Records of labeled points:

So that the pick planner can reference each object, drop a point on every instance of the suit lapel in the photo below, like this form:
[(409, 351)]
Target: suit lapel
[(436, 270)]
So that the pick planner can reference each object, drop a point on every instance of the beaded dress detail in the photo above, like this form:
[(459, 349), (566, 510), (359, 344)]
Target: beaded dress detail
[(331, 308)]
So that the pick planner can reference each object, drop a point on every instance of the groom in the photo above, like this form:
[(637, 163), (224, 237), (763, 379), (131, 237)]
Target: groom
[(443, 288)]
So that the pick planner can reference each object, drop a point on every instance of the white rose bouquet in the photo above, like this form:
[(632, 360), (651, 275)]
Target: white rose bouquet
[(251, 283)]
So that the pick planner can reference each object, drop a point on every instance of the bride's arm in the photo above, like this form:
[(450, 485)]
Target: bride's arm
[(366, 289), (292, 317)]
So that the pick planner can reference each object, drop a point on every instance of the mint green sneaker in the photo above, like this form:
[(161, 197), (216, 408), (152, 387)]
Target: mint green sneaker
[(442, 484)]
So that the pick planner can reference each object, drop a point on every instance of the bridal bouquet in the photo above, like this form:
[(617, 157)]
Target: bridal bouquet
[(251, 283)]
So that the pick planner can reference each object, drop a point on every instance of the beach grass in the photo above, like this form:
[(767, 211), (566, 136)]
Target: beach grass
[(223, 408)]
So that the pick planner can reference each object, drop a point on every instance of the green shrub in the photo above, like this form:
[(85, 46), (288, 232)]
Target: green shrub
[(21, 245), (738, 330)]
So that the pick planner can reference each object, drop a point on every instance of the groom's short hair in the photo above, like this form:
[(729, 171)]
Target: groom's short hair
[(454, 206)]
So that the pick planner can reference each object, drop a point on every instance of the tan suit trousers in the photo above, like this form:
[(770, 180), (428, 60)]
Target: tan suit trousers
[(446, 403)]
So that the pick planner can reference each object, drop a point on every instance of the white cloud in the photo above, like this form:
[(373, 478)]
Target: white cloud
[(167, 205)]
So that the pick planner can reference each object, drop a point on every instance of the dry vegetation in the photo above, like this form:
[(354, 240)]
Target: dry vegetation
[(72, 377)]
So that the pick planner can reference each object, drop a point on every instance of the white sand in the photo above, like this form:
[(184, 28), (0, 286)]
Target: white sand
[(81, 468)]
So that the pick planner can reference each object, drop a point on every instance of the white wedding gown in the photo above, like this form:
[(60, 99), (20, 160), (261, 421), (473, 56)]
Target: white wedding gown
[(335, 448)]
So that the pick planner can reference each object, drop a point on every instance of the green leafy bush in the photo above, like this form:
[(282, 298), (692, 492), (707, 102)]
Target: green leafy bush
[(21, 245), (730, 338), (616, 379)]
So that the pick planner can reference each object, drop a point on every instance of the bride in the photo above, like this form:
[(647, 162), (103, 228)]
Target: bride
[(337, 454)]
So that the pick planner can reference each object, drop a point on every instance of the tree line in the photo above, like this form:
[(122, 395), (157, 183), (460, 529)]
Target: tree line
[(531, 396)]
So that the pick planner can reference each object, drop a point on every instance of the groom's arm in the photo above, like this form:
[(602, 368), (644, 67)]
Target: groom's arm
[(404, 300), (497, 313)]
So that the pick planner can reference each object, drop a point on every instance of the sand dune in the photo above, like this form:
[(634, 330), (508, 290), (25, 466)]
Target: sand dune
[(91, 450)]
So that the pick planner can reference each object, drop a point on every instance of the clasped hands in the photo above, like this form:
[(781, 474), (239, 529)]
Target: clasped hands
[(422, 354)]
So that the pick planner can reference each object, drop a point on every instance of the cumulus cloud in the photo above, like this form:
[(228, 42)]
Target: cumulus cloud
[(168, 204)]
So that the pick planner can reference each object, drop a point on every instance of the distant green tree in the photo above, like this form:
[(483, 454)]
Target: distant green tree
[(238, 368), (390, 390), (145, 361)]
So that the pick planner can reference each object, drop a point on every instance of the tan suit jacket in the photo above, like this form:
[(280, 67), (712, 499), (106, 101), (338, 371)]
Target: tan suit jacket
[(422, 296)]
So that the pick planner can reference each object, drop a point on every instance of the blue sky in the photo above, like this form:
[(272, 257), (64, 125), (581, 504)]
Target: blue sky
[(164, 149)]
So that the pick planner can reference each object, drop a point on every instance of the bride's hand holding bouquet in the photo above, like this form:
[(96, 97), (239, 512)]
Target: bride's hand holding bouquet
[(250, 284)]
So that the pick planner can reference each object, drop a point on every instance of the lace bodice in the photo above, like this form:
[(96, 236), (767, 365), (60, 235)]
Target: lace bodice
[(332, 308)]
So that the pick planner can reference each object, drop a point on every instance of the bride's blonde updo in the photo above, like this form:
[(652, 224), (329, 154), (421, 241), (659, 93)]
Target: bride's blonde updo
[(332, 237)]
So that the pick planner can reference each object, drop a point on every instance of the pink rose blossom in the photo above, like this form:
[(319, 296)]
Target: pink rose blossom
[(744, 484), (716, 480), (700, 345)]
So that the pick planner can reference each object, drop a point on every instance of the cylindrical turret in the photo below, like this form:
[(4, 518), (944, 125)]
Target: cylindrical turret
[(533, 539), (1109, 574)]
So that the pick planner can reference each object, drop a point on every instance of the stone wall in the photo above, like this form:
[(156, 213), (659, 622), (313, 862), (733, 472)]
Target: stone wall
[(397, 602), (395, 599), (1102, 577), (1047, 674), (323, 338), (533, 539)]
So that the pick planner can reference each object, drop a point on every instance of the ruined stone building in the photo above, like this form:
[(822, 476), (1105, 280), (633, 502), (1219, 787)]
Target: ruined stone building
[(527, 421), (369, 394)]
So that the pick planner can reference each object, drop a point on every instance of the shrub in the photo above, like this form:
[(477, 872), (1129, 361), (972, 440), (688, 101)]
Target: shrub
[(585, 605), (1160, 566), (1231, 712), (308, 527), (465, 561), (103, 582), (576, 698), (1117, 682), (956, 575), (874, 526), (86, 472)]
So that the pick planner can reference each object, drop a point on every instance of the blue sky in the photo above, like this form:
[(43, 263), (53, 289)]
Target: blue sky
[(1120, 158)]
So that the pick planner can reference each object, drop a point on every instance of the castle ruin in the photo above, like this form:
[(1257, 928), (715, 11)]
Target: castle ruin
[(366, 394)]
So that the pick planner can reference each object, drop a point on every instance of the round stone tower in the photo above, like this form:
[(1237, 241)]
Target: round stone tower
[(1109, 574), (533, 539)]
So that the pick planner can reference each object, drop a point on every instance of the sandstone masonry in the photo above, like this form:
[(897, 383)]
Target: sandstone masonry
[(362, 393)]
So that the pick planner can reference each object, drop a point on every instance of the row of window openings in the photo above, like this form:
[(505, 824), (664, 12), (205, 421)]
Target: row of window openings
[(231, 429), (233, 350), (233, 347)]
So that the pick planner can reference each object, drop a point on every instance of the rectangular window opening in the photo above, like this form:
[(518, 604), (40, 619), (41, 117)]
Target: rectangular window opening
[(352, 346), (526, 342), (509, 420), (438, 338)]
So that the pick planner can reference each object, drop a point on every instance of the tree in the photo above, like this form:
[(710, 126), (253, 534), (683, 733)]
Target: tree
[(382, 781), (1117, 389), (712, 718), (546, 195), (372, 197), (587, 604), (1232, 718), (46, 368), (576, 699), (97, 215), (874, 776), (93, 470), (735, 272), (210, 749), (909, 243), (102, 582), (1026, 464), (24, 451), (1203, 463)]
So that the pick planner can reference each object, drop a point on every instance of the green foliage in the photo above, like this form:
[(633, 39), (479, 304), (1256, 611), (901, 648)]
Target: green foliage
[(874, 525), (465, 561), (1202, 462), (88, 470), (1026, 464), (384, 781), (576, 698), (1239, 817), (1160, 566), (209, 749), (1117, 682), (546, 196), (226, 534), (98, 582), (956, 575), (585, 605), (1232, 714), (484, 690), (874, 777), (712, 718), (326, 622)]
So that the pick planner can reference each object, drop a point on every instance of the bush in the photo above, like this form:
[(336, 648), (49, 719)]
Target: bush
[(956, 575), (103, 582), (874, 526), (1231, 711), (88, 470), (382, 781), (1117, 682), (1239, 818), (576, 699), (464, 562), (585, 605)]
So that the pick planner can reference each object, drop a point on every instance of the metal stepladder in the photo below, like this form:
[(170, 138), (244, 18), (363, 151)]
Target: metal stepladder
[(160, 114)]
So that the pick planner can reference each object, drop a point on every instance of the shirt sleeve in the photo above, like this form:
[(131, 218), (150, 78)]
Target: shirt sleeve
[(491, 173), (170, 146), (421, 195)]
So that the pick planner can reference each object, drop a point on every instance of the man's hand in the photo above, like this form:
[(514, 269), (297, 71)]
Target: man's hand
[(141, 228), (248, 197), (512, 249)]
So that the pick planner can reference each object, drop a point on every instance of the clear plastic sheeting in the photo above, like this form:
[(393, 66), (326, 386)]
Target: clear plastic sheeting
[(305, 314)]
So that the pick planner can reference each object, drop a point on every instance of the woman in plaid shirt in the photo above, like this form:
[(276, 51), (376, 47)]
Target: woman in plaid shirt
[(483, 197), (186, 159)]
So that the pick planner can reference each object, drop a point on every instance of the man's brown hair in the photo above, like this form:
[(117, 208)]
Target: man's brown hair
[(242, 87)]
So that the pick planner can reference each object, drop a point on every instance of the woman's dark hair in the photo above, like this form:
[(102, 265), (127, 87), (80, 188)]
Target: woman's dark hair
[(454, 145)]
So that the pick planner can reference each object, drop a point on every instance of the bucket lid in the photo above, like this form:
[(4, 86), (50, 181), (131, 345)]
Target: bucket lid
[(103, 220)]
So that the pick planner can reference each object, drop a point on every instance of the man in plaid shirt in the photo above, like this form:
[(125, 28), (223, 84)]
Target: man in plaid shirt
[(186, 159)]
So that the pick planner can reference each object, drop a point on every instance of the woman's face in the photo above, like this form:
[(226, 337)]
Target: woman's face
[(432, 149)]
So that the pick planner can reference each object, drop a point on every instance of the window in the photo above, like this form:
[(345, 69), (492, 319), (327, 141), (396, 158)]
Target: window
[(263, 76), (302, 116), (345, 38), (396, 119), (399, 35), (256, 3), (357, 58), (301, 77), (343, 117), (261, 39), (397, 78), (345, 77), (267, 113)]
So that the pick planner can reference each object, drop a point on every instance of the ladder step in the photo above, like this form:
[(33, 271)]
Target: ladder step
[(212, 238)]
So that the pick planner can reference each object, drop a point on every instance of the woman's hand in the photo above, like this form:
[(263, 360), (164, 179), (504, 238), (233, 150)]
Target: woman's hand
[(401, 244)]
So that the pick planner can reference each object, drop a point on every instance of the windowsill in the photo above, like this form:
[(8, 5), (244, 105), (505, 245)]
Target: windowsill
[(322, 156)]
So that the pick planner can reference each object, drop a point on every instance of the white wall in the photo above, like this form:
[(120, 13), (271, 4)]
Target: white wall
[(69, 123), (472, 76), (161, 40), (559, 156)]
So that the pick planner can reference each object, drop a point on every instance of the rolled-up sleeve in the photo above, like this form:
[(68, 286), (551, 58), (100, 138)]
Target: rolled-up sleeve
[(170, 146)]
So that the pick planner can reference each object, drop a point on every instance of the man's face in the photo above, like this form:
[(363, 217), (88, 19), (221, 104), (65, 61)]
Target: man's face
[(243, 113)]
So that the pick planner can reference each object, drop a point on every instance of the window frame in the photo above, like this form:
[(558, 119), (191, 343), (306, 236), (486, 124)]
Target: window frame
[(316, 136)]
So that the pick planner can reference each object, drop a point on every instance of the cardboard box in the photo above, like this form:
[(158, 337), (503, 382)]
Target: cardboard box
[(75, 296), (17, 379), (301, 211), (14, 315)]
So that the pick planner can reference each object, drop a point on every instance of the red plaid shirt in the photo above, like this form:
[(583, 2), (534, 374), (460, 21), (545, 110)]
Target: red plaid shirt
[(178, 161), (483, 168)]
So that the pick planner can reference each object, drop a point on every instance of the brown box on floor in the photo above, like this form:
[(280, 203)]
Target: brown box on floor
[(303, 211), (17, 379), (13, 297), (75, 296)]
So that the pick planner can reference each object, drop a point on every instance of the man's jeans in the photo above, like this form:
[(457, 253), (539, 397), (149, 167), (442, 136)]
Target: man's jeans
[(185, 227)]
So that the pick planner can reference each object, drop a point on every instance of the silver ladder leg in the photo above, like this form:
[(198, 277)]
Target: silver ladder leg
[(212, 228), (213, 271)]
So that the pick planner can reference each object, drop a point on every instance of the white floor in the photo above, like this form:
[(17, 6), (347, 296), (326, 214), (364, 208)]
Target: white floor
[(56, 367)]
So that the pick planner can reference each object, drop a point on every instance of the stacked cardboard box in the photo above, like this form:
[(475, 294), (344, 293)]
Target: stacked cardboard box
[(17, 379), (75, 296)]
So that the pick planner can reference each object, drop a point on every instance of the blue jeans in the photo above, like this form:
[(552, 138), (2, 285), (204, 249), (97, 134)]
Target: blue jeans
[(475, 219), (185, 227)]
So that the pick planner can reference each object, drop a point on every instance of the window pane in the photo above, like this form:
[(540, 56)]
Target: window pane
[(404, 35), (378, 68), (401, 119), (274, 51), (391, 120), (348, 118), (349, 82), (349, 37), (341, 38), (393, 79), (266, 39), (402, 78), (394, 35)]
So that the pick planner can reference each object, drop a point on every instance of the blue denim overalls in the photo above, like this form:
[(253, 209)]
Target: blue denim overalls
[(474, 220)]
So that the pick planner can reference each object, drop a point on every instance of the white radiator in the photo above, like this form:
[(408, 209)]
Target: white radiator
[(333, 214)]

● GIVEN INSTRUCTION: Rewrite the part of the listing that opens with the line containing "the window frame" and closes with the line containing "[(185, 227)]", renaming "cardboard box" to "moving box" and leaving everything else unchanged. Give only those lines.

● EXERCISE SOLUTION:
So that the pick planner can reference each object, drop a point on every instance of the window frame in the photo above, like this form:
[(558, 119), (191, 343), (306, 236), (486, 124)]
Target: window frame
[(316, 136)]
So that the pick planner can reference each object, drop a point on every instance of the moving box in the photo above, like this form:
[(158, 337), (503, 382)]
Target: moving box
[(75, 296), (17, 379), (301, 211), (14, 315)]
So that the pick planner can reference each object, drop a point on every instance of the red plaid shirt in the photo above, like this form:
[(583, 2), (534, 374), (460, 21), (545, 110)]
Target: red plaid shirt
[(178, 161), (483, 168)]
So that the pick planner can reference each object, drop a point on every instance of the brown box on floor in the photo above, like this form:
[(280, 203)]
Target: brown box on floor
[(303, 211), (17, 379), (13, 297), (75, 296)]
So that the pick planner can reference each object, drop a point on every instance of the man's jeans in the photo above, like this form:
[(457, 253), (539, 397), (149, 167), (442, 136)]
Target: man's jeans
[(185, 227)]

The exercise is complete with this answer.